= REQUIREMENT =
Copy only the lines from the one containing "Tag the white" through the final line of the records below, exactly as written, with no pictures.

= ITEMS =

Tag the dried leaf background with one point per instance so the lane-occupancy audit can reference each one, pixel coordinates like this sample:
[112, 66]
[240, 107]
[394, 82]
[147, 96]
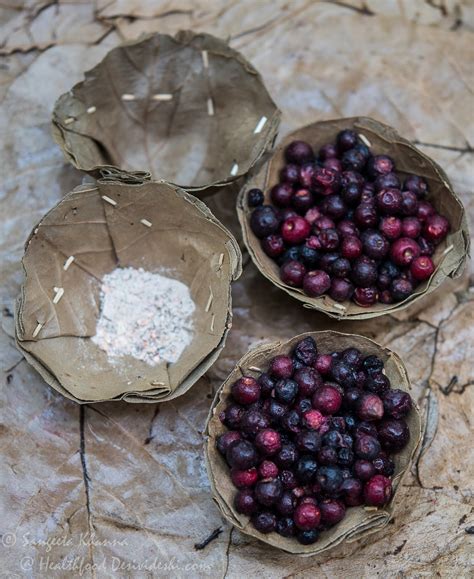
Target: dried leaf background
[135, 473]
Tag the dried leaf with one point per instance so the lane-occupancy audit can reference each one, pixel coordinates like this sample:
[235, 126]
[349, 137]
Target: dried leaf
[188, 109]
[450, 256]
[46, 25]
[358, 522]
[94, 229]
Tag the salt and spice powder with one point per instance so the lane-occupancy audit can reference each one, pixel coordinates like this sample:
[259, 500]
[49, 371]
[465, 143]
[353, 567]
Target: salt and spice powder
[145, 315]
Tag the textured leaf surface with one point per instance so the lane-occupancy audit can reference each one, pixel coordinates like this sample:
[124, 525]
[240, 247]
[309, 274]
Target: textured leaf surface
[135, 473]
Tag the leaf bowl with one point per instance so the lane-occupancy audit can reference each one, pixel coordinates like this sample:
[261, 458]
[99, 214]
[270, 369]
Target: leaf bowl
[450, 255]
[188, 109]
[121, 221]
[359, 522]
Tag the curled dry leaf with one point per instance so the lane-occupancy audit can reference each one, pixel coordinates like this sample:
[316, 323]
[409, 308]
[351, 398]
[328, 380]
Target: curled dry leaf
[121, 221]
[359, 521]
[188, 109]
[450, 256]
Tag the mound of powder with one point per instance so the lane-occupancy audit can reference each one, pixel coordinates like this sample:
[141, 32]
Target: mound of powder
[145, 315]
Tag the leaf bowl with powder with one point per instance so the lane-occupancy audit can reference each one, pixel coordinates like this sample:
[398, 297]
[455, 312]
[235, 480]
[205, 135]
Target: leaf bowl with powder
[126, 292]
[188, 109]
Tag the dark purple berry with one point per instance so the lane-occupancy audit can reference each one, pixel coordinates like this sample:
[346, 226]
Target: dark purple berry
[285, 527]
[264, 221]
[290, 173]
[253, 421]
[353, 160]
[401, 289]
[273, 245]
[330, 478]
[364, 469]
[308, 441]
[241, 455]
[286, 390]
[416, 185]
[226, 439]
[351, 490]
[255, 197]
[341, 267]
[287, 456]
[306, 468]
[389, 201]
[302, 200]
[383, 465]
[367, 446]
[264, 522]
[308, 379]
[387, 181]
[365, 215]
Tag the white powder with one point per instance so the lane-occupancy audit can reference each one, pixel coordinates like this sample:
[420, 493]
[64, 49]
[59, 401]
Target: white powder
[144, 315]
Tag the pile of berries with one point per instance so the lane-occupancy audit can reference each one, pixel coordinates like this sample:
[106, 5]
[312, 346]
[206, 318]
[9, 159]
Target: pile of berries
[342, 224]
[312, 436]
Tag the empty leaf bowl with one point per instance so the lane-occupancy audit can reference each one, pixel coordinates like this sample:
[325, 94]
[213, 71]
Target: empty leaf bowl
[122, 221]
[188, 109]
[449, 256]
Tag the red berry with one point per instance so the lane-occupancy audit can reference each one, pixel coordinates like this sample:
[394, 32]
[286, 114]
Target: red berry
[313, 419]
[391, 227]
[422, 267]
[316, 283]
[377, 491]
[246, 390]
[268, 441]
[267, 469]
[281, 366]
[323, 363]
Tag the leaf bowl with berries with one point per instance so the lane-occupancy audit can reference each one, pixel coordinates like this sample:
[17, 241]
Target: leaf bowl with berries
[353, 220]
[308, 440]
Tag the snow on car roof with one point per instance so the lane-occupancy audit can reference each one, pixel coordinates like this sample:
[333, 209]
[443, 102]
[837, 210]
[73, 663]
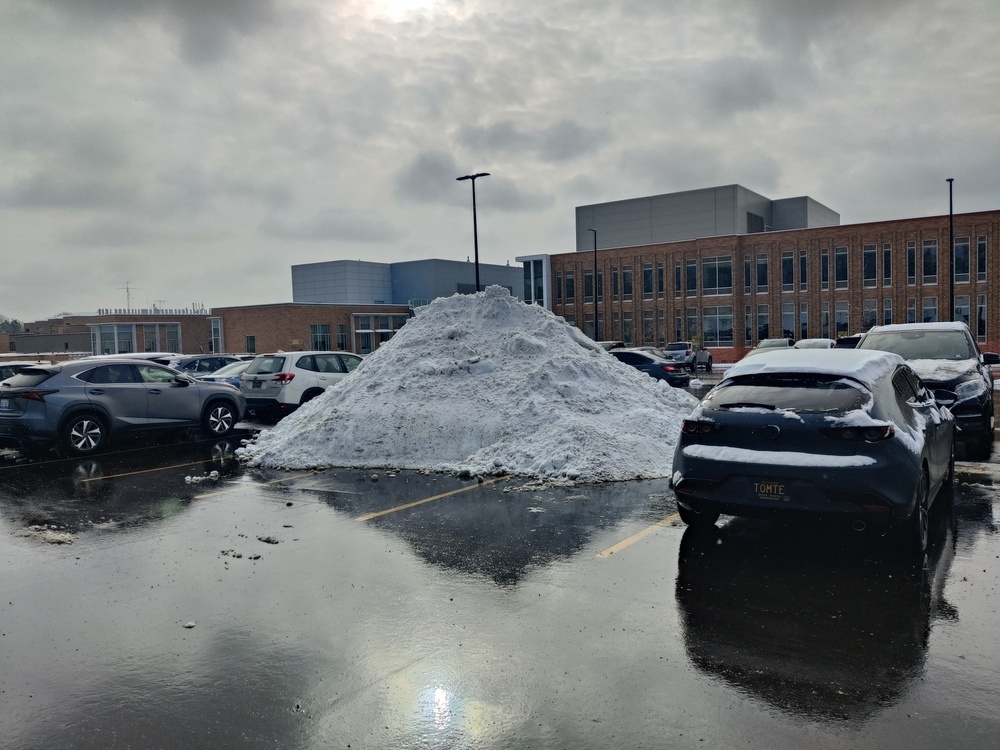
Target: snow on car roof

= WORKED ANSWER =
Tag the white powder with one point per instance so the lane-occupancy audit can reference each one, pixel coordinates like this sample:
[420, 493]
[64, 49]
[59, 401]
Target: white powder
[144, 315]
Tag the pile of berries with one point per instance so the lane-occupancy audit can reference each one, pixel coordinates like this sample:
[106, 5]
[312, 346]
[206, 318]
[9, 159]
Target: pile of berries
[342, 224]
[312, 436]
Tag the empty leaf bowl with one point per instance so the lane-occupancy audit can reference each one, pixel coordinates like this sample:
[325, 94]
[213, 71]
Target: empty leaf bowl
[122, 221]
[188, 109]
[449, 256]
Tag the red berry with one point per instance so the lane-occupancy audit can reference each one, pixel coordinates like this sample:
[394, 32]
[286, 114]
Target: red berry
[313, 419]
[391, 227]
[422, 267]
[316, 283]
[377, 491]
[246, 390]
[268, 441]
[267, 469]
[281, 366]
[323, 363]
Tag the leaf bowl with berries with one point per instance so the lane-occupancy audit can reference each one, pixel coordinates like this sample:
[17, 241]
Target: leaf bowl with berries
[353, 220]
[308, 440]
Tag the snow on car roof with one point per instance so the lane-occupancy audit can reference each one, pixel coordinates like this sample:
[333, 209]
[443, 102]
[837, 210]
[73, 663]
Target: snow on car roof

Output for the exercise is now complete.